- MATERIAL PROVIDED:
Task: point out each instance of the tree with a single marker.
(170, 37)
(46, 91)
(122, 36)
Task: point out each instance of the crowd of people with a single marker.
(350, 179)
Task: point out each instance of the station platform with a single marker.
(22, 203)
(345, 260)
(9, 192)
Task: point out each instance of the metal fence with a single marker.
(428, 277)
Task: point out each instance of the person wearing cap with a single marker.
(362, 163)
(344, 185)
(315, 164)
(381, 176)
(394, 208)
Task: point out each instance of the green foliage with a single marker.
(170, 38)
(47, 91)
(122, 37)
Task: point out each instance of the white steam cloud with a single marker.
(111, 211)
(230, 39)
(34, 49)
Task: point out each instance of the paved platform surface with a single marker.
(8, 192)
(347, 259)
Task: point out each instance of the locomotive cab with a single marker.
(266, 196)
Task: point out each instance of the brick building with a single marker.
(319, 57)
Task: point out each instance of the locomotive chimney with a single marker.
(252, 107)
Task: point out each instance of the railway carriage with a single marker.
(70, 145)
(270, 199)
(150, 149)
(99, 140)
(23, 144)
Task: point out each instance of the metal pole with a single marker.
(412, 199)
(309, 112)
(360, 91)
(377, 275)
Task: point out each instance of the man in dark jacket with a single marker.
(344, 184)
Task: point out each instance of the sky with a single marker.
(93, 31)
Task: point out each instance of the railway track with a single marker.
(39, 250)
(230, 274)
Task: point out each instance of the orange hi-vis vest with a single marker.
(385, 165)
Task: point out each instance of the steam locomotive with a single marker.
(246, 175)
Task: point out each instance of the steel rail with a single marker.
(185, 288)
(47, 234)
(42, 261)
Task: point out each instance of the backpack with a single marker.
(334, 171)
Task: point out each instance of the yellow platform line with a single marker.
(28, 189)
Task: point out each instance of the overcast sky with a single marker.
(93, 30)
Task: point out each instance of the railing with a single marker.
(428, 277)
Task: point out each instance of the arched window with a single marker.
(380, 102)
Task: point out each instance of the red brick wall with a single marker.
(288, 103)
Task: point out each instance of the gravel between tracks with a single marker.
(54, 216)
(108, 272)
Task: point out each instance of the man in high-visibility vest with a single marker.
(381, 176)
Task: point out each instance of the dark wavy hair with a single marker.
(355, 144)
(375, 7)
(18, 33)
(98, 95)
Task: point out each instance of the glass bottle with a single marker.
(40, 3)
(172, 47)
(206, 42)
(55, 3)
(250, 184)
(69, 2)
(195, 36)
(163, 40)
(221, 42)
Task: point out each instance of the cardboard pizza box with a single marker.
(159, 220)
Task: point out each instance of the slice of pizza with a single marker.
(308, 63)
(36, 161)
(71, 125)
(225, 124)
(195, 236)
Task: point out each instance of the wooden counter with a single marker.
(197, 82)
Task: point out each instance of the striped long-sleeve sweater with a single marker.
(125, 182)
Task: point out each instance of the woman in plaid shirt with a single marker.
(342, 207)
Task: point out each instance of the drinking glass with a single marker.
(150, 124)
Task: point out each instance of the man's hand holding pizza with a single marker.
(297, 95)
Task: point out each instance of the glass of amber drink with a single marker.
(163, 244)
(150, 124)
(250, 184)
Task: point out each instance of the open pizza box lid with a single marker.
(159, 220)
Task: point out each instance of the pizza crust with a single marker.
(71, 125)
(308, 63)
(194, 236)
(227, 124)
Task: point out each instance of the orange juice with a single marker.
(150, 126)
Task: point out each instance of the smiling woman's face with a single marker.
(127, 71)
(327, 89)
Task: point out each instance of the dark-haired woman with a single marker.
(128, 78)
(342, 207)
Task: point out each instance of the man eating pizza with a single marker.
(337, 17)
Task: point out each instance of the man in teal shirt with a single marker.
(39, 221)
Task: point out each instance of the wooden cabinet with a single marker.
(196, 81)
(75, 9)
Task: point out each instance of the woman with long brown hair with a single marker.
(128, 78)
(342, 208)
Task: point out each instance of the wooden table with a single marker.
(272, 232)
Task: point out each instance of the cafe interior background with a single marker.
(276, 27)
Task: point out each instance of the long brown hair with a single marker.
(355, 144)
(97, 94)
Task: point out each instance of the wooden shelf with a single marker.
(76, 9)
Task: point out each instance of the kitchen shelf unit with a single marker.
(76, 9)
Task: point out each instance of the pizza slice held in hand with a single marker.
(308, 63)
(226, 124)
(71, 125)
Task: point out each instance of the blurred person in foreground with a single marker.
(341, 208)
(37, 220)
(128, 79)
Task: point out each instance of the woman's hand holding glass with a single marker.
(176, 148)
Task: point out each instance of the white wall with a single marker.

- WHAT NEEDS TO BE DONE:
Reproduce only the part of the records that opens with the line containing "Task: point out each instance of the man eating" and closes with the final line of the records, both ends included and task lines kept unchanged. Scale every point coordinate in the answers by 1.25 and round each to a whole number, with halves rounded up.

- OUTPUT FOR THIS EXERCISE:
Task: point out each instance of the man eating pizza with a single marker.
(421, 21)
Task: point out each instance of the man in teal shirt with a single marker.
(49, 276)
Task: point out each instance of the wooden cabinet with a single marker.
(245, 101)
(94, 11)
Task: point out each instance of the woman with long brown hair with a single marker.
(160, 98)
(428, 260)
Task: point out each instance of the wooden table with a single marker.
(340, 290)
Task: point out each instance of the cafe interior background with a single marker.
(345, 34)
Task: point out each instance of the long brown hair with a single marker.
(444, 180)
(121, 118)
Task: point out each instance of the wooden shelf with a single marker.
(95, 11)
Task: point out each instance of the kitchen shelf unit with a single marker.
(95, 11)
Task: point out each instance of the pizza slice held in hand with a single marker.
(385, 79)
(283, 155)
(89, 156)
Task: point out each instance of the blurred person in foreground with a single marker.
(426, 260)
(46, 275)
(160, 99)
Task: point out each instance of the woman's hand holding glass with a single marker.
(220, 185)
Task: point out each instance of the white wall with a single marker.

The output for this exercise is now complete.